Textabschnitt ->
__________________________________________________

OGH 3Ob517/89

OGH3Ob517/8924.5.1989

Der Oberste Gerichtshof hat durch den Senatspräsidenten des Obersten Gerichtshofes Hon.Prof.- Dr.Petrasch als Vorsitzenden und durch die Hofräte des Obersten Gerichtshofes Dr.Hule, Dr.Warta, Dr.Klinger und Dr.Angst als weitere Richter in der Rechtssache der klagenden Partei Verlassenschaft nach dem am 17.Oktober 1984 verstorbenen Horst Adolf M***, wohnhaft gewesen in Arriach, Oberwöllan 14, vertreten durch Dr.Achim Maurer, Rechtsanwalt in Wien, wider die beklagte Partei Helmut L***, Kfz-Mechaniker, Arriach, Unterwöllan 1, vertreten durch Dr.Werner Mosing, Rechtsanwalt in Feldkirchen, wegen Abgabe einer Willenserklärung, infolge Rekurses der beklagten Partei gegen den Beschluß des Oberlandesgerichtes Graz als Berufungsgerichtes vom 15.November 1988, GZ 5 R 203/88-53, womit das Urteil des Landesgerichtes Klagenfurt vom 22.August 1988, GZ 26 Cg 271/85-47, aufgehoben wurde, folgenden

Beschluß

gefaßt:

 

Spruch:

Der Rekurs wird zurückgewiesen.

__________________________________________________

Datenauszug ->
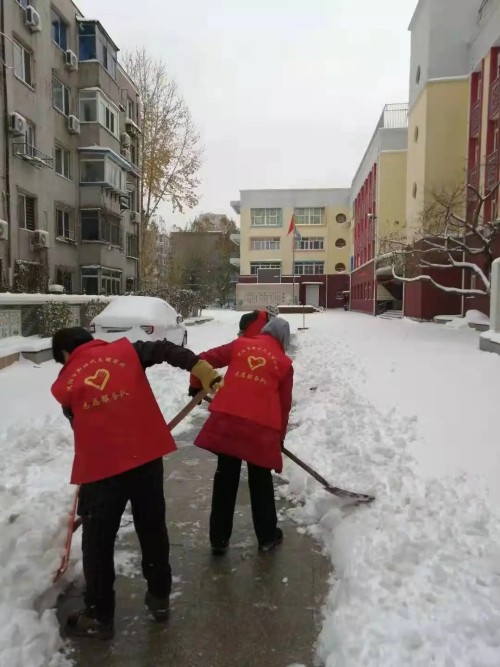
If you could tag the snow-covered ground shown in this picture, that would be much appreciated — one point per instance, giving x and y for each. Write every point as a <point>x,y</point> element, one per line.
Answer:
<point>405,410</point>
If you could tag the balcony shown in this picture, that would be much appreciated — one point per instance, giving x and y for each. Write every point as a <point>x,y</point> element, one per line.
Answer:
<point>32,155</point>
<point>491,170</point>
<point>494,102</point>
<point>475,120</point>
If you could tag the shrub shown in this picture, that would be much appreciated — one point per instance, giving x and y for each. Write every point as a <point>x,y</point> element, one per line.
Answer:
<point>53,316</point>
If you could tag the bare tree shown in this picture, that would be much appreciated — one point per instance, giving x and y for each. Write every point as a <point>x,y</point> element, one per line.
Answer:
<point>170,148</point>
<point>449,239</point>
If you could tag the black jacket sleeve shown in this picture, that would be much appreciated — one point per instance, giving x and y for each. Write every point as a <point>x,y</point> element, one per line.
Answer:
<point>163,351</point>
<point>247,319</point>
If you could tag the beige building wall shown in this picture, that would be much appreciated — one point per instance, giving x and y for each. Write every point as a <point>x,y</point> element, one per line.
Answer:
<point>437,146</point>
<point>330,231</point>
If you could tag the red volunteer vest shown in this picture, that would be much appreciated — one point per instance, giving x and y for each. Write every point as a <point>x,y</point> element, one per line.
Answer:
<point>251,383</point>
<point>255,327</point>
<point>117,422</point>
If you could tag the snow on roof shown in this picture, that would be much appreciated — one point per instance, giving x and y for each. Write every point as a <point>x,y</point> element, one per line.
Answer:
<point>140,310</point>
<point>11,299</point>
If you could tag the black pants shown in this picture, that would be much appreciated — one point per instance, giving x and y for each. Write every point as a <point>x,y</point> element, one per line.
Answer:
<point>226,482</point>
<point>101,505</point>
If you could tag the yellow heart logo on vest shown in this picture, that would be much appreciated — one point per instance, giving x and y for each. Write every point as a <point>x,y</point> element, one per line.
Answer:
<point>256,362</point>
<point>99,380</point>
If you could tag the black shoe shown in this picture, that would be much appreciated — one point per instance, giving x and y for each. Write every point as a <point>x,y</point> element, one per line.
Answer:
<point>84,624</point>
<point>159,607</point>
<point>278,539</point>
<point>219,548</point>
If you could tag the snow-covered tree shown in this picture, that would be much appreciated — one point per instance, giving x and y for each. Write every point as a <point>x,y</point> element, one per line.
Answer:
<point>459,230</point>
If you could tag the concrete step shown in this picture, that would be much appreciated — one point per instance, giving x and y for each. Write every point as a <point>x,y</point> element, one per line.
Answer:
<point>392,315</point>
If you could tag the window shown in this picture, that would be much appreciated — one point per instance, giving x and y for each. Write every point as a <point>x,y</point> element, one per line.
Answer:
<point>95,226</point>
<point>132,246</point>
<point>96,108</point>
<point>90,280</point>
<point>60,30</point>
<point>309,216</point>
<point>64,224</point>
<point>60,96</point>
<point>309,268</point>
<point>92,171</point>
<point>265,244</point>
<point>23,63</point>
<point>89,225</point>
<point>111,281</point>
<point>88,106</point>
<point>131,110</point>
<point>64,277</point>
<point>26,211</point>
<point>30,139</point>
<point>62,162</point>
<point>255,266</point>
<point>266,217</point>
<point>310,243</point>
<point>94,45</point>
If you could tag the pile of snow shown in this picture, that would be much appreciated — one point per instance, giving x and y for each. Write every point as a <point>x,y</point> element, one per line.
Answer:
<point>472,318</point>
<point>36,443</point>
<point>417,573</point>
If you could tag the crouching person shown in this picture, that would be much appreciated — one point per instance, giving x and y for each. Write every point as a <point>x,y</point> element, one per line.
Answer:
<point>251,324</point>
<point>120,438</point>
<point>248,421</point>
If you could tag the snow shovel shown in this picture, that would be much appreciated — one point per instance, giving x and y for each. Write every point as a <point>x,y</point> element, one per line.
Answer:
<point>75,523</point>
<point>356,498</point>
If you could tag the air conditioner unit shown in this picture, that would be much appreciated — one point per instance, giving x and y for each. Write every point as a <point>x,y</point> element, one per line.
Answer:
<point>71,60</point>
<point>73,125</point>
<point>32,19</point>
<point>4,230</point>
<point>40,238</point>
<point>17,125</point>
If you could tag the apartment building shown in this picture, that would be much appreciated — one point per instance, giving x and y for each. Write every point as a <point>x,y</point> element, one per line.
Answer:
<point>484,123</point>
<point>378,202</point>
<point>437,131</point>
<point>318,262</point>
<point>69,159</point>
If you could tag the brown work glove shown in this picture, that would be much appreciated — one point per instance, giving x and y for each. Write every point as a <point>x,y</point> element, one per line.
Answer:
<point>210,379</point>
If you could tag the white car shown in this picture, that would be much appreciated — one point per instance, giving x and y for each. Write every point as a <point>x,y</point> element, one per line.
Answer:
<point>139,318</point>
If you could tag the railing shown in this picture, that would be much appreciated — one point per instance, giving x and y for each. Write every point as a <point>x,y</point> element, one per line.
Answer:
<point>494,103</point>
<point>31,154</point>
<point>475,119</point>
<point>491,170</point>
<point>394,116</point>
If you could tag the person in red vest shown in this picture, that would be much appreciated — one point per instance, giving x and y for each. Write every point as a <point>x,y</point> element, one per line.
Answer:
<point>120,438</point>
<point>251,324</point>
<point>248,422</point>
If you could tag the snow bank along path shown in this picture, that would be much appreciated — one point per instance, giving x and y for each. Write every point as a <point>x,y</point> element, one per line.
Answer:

__________________________________________________

Aufgabenstellung ->
Liste alle Richter des Obersten Gerichtshofes auf, die laut der Gerichtsentscheidung über den Rekurs entschieden haben, einschließlich des Vorsitzenden.

Antwortfeld ->
Hon.Prof.- Dr.Petrasch (Vorsitzender), Dr.Hule, Dr.Warta, Dr.Klinger, Dr.Angst